— Short exercise —
Reproduce every line of the data below verbatim, changing nothing.

— Dataset records —

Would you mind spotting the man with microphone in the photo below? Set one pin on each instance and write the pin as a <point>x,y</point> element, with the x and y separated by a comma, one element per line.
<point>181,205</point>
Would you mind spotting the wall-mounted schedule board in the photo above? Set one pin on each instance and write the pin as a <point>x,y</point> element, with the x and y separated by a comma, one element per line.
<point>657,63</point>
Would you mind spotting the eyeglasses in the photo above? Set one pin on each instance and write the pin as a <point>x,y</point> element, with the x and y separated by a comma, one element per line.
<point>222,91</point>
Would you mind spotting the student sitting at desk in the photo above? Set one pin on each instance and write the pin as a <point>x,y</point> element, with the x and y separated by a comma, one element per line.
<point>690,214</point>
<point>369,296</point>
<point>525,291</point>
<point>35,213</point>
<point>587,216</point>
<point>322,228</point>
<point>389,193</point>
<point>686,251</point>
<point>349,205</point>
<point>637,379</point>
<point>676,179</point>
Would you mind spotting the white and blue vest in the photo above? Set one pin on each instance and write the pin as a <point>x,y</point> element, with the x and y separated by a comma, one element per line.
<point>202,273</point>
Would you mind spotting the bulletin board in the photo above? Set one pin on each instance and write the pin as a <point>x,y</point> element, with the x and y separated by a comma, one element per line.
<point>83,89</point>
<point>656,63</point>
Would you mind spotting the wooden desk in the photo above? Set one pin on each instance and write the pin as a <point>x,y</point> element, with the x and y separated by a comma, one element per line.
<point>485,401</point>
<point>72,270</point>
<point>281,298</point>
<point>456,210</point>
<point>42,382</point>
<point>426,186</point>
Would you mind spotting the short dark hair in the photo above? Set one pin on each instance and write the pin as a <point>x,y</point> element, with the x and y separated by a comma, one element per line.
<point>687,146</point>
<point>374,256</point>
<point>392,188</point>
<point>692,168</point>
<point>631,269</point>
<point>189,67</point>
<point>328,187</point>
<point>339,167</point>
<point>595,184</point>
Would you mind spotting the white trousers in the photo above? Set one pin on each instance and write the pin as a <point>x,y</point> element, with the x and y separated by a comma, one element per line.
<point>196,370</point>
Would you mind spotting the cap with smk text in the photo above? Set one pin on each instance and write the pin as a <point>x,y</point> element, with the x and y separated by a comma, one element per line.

— Output of the task —
Would you mind spotting the man with microphone in the photo below? Set one pin on each instance and write the pin as a <point>x,y</point> element, with the x and y separated by a comma, one element per line.
<point>181,205</point>
Would you mind spotting the wall-mounted schedule board in the photo above? Set one pin on each instance and write the pin as a <point>x,y</point> element, with the x and y separated by a comma, one element per line.
<point>657,63</point>
Would you mind spotting the eyeglasses in the photo above? Set one pin on each instance and write the pin as a <point>x,y</point> element, with the x and y separated by a comma, one element per line.
<point>222,91</point>
Would you mind spotting the student sitting at desk in the photo above? Set one pin on each instance and write the pin as a <point>x,y</point> element, with the x and y separated by a comma, one element per line.
<point>690,214</point>
<point>369,296</point>
<point>525,291</point>
<point>35,213</point>
<point>587,216</point>
<point>322,228</point>
<point>389,193</point>
<point>686,251</point>
<point>349,205</point>
<point>637,379</point>
<point>676,179</point>
Would you mind spotting the white and blue vest in the photo above? Set one pin on each instance and write the pin as a <point>x,y</point> element, with the x and y separated by a comma, one element per line.
<point>202,273</point>
Would you mind spotting the bulletin board in the photo above? Set one pin on each instance and write the pin as a <point>x,y</point> element, with the x and y separated by a comma, one element per line.
<point>83,89</point>
<point>656,63</point>
Would you mind spotting the wooden desk in the photo above? Set one pin on each instance and write the pin as a <point>x,y</point> element, with the x and y separated by a comma, one element per line.
<point>485,401</point>
<point>72,270</point>
<point>281,298</point>
<point>456,210</point>
<point>42,382</point>
<point>426,186</point>
Would you mind spotting the short dark hair in the photo above? Set one pin on each instance and write the pin as a <point>x,y</point> element, with the x and y separated by a comma, one element per line.
<point>687,146</point>
<point>374,256</point>
<point>392,188</point>
<point>692,168</point>
<point>631,269</point>
<point>189,67</point>
<point>328,187</point>
<point>339,167</point>
<point>595,184</point>
Would you mind spotting the white trousers in the photo above? Set one pin on each instance and write the pin as a <point>x,y</point> element, with the x and y separated by a comma, one element per line.
<point>196,370</point>
Would you mind spotting the cap with smk text in the photo above? Set one pin on each instance and write the pin as a <point>x,y</point> element, with the x and y separated by a comma, one element per line.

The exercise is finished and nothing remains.